[WHAT NEEDS TO BE DONE]:
Reproduce the items below word for word, starting at the very beginning of the items and stopping after the line that contains "x=487 y=378".

+++

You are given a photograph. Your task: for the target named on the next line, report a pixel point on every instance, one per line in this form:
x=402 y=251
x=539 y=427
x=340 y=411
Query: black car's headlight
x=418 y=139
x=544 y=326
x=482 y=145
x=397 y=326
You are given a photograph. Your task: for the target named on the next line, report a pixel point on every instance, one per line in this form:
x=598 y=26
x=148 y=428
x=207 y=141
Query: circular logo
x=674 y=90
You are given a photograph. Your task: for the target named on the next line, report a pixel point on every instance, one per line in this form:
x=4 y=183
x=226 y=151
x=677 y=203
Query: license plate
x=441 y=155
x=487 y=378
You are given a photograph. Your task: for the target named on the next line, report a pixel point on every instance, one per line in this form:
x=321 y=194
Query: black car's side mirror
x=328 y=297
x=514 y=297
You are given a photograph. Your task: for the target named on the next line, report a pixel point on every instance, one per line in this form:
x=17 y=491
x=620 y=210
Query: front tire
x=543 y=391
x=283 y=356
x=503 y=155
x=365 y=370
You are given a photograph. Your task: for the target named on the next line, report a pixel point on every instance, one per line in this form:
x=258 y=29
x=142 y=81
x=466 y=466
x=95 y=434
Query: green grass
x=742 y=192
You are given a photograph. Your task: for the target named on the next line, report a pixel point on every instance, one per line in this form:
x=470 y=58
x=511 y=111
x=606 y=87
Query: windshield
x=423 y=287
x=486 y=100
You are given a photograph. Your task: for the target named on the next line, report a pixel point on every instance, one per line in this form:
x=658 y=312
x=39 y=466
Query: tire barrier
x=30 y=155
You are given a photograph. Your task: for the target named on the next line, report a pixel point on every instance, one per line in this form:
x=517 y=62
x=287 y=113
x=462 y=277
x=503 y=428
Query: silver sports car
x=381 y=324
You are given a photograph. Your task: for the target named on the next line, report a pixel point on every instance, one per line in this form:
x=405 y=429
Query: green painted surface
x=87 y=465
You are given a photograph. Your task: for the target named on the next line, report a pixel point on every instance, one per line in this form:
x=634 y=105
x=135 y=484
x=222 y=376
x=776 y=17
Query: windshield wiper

+++

[FULL ANSWER]:
You are given a photograph. Your task: for the target named on the next line, report a pixel point on every instance, one per line in this form:
x=402 y=251
x=539 y=427
x=340 y=411
Query: black car's headlight
x=418 y=139
x=544 y=326
x=482 y=145
x=397 y=326
You are given a photograph. Your task: for the target named on the next line, report a pixel point on every instance, one per line in this form:
x=598 y=26
x=148 y=428
x=207 y=141
Query: circular logo
x=674 y=90
You are given a photograph. Your task: for the target named on the next line, report a pixel point on every instance, one per line in this form:
x=4 y=183
x=226 y=151
x=677 y=203
Query: license plate
x=441 y=155
x=487 y=378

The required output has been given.